■ **Explore the material**:
A) Answer these questions using the PromQL paper summary.
(i) On what date is the paper listed?
(ii) What lets the catalog-driven approach achieve sub-second metric discovery?
(iii) On what kind of clusters has the system been deployed, and for what workloads?
B) Reproduce the part of the PromQL paper summary that starts at "From Natural Language" and ends at "for observability users.", word for word.
*** Reading text ***
From Natural Language to PromQL: A Catalog-Driven Framework with Dynamic Temporal Resolution for Cloud-Native Observability

arXiv cs.AI / 4/16/2026

💬 OpinionDeveloper Stack & InfrastructureIdeas & Deep AnalysisTools & Practical UsageModels & Research

Key Points

  • The paper introduces a catalog-driven framework that converts natural-language questions into executable PromQL queries to reduce the query-authoring barrier for observability users.
  • It combines a statically curated catalog of ~2,000 metrics with runtime discovery of hardware- and GPU-vendor-specific signals to support cloud-native environments.
  • A multi-stage query pipeline classifies intent, routes metrics by category, and applies multi-dimensional semantic scoring to improve accuracy of the generated PromQL.
  • The framework includes dynamic temporal resolution that interprets varied natural-language time expressions and maps them to the correct PromQL duration syntax.
  • Integrated with the Model Context Protocol (MCP), the system enables tool-augmented LLM interactions across providers and was deployed on production Kubernetes clusters for AI inference workloads with ~1.1s end-to-end latency via the catalog path.

Abstract

Modern cloud-native platforms expose thousands of time series metrics through systems like Prometheus, yet formulating correct queries in domain-specific languages such as PromQL remains a significant barrier for platform engineers and site reliability teams. We present a catalog-driven framework that translates natural language questions into executable PromQL queries, bridging the gap between human intent and observability data. Our approach introduces three contributions: (1) a hybrid metrics catalog that combines a statically curated base of approximately 2,000 metrics with runtime discovery of hardware-specific signals across GPU vendors, (2) a multi-stage query pipeline with intent classification, category-aware metric routing, and multi-dimensional semantic scoring, and (3) a dynamic temporal resolution mechanism that interprets diverse natural language time expressions and maps them to appropriate PromQL duration syntax. We integrate the framework with the Model Context Protocol (MCP) to enable tool-augmented LLM interactions across multiple providers. The catalog-driven approach achieves sub-second metric discovery through pre-computed category indices, with the full pipeline completing in approximately 1.1 seconds via the catalog path. The system has been deployed on production Kubernetes clusters managing AI inference workloads, where it supports natural language querying across approximately 2,000 metrics spanning cluster health, GPU utilization, and model-serving performance.
*** End of Reading text ***
*** Dataset extract ***
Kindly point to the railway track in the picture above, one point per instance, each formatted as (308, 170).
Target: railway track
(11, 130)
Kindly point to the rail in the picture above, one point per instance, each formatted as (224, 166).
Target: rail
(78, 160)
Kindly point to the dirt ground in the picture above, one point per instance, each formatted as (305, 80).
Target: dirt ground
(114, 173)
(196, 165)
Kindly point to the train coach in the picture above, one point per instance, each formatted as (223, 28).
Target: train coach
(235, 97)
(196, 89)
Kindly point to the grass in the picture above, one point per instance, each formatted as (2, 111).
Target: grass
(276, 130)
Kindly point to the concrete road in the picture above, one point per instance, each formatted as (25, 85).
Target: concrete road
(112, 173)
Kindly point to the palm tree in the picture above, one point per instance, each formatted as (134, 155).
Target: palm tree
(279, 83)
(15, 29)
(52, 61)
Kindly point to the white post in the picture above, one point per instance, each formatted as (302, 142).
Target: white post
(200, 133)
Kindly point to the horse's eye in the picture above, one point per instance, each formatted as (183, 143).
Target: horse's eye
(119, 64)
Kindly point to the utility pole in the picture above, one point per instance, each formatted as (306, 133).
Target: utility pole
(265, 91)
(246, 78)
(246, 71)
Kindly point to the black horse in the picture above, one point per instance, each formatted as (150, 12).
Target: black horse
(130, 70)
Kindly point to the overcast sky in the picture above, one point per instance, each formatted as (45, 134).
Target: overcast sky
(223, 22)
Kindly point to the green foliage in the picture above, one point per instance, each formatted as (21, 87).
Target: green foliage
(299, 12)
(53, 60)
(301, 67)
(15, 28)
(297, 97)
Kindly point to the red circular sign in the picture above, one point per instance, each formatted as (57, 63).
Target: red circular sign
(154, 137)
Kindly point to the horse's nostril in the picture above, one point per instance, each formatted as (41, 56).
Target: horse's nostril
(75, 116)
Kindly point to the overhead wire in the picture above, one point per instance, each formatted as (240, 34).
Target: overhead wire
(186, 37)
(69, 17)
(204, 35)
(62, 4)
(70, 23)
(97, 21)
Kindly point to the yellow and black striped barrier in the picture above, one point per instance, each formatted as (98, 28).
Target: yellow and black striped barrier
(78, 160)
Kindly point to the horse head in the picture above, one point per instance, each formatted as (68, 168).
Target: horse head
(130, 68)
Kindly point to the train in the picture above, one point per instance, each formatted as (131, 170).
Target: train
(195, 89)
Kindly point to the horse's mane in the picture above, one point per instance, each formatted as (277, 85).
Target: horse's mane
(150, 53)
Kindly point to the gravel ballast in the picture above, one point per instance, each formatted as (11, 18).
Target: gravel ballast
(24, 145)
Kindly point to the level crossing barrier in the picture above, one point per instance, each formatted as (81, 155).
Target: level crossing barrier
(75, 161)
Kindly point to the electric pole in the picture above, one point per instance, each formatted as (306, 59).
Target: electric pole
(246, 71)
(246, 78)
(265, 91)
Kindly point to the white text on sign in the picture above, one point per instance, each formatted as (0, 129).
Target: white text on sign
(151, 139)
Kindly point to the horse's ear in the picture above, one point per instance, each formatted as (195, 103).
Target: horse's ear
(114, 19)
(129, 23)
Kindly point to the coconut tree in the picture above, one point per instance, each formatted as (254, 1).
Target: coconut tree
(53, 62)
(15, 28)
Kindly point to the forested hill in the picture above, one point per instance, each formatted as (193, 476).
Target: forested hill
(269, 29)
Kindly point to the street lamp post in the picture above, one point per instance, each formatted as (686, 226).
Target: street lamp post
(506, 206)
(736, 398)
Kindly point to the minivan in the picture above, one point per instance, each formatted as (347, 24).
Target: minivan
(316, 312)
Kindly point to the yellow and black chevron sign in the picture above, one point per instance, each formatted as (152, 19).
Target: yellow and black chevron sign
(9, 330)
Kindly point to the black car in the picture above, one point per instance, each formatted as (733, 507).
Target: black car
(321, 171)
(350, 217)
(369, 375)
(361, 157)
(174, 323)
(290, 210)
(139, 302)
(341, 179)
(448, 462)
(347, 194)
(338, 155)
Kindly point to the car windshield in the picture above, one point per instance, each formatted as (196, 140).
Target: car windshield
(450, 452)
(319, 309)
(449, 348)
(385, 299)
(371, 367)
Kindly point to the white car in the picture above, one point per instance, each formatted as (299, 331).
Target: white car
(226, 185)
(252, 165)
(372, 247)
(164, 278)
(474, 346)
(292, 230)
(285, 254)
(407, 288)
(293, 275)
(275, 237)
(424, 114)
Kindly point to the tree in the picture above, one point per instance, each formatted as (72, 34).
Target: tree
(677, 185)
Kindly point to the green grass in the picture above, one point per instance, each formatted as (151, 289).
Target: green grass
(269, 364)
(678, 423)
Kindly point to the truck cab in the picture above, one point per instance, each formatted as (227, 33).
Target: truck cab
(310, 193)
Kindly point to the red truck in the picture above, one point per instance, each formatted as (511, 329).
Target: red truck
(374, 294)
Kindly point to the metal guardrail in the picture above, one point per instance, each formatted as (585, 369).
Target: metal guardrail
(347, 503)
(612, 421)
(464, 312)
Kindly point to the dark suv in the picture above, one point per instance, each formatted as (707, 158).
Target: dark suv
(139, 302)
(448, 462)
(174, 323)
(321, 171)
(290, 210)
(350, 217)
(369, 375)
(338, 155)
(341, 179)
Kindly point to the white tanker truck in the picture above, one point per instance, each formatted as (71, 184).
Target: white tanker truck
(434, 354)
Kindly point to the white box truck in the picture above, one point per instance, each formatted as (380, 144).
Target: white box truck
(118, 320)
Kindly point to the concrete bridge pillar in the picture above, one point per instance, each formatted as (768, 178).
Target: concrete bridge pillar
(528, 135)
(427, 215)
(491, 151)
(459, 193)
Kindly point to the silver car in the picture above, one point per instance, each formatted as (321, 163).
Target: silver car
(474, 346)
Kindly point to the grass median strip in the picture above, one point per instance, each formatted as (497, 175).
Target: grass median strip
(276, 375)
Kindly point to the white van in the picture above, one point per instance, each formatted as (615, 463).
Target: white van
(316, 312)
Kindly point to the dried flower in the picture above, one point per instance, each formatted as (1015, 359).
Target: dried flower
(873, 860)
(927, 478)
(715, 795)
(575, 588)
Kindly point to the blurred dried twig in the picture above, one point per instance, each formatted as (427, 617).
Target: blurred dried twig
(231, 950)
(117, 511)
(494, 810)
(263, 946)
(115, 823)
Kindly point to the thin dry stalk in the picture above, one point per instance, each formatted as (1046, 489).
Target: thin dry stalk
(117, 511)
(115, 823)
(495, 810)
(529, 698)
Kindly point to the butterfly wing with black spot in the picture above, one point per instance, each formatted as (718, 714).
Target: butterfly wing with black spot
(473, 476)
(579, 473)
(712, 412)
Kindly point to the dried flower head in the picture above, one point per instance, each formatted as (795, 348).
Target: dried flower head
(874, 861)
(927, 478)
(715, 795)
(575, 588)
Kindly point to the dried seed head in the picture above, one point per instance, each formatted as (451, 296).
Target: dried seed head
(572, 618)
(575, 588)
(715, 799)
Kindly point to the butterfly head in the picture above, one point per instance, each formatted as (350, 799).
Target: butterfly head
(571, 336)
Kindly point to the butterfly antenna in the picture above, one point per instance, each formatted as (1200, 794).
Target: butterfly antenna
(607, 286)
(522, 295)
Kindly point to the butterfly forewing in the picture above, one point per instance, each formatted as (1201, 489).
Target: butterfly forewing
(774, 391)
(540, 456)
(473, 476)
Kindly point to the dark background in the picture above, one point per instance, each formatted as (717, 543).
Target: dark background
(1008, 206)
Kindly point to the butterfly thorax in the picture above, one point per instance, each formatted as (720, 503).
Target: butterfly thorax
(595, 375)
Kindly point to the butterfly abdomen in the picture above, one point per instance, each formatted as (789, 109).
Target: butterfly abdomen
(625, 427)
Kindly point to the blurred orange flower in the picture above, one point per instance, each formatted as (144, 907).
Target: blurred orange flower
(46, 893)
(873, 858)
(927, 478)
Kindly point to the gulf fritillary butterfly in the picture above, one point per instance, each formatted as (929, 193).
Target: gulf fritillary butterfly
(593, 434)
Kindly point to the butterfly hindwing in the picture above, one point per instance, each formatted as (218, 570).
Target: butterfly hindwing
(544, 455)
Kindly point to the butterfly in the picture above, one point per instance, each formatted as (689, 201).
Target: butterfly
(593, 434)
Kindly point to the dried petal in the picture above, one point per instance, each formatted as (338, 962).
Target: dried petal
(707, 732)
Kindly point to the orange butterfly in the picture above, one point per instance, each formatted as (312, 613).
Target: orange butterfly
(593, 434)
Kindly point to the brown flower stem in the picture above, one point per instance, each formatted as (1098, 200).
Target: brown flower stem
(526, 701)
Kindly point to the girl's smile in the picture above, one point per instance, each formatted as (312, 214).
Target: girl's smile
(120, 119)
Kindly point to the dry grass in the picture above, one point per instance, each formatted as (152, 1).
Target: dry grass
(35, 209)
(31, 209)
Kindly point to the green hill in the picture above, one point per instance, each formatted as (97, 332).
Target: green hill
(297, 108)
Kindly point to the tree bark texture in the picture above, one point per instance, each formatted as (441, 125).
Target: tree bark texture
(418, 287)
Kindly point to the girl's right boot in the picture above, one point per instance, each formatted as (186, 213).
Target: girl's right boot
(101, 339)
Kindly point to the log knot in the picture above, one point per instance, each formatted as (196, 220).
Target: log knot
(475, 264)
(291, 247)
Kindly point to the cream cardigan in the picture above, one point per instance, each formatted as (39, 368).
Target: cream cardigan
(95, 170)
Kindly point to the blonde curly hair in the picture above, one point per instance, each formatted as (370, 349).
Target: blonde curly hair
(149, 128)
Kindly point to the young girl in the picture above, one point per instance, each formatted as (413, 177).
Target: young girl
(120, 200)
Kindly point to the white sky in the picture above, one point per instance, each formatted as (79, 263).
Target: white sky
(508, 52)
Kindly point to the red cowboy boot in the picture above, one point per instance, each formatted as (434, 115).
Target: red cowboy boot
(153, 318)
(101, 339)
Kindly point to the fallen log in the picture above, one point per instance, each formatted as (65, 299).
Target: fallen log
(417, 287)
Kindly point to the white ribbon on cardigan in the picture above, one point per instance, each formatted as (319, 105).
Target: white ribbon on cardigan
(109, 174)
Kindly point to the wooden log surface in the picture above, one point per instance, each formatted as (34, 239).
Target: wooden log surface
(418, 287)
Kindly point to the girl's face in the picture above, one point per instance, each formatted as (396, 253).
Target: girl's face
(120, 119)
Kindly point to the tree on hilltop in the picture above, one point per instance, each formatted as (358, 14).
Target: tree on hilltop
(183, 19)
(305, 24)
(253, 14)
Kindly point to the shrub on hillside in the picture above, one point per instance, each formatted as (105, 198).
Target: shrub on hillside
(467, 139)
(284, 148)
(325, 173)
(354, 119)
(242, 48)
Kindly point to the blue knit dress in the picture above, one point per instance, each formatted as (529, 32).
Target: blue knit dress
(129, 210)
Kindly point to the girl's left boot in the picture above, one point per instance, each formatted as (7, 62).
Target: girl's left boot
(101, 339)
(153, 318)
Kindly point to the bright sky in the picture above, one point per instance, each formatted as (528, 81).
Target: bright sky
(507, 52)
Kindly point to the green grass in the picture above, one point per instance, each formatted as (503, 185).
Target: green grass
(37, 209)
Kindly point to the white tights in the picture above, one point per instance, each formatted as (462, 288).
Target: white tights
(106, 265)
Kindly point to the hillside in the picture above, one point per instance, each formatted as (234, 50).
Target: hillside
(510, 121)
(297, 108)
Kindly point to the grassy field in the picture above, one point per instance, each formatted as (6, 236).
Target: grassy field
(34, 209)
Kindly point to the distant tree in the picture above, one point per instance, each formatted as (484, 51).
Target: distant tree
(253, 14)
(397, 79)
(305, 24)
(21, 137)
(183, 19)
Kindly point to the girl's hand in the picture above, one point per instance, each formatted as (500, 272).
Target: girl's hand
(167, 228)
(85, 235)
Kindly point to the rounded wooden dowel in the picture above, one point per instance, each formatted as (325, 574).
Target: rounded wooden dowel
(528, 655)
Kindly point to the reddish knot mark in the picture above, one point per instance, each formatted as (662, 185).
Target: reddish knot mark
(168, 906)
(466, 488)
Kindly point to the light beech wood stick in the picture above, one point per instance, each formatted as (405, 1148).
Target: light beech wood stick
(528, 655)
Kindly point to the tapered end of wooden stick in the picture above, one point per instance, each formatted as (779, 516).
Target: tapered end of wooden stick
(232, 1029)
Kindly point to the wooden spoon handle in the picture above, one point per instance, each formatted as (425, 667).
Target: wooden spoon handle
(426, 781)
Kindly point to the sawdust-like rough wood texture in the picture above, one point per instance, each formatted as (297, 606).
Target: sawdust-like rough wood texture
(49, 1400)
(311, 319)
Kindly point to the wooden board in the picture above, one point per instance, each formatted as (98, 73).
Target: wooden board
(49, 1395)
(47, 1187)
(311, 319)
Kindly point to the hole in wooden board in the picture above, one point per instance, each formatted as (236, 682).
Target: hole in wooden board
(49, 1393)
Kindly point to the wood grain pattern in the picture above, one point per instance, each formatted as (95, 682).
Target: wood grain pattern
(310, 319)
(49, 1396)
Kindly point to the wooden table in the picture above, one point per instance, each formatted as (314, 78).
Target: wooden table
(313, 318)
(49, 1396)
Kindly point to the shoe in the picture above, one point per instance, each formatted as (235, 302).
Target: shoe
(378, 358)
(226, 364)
*** End of Dataset extract ***
■ **Solved tasks**:
A)
(i) 4/16/2026
(ii) Pre-computed category indices
(iii) Production Kubernetes clusters running AI inference workloads

B)
From Natural Language to PromQL: A Catalog-Driven Framework with Dynamic Temporal Resolution for Cloud-Native Observability

arXiv cs.AI / 4/16/2026

💬 OpinionDeveloper Stack & InfrastructureIdeas & Deep AnalysisTools & Practical UsageModels & Research

Key Points

  • The paper introduces a catalog-driven framework that converts natural-language questions into executable PromQL queries to reduce the query-authoring barrier for observability users.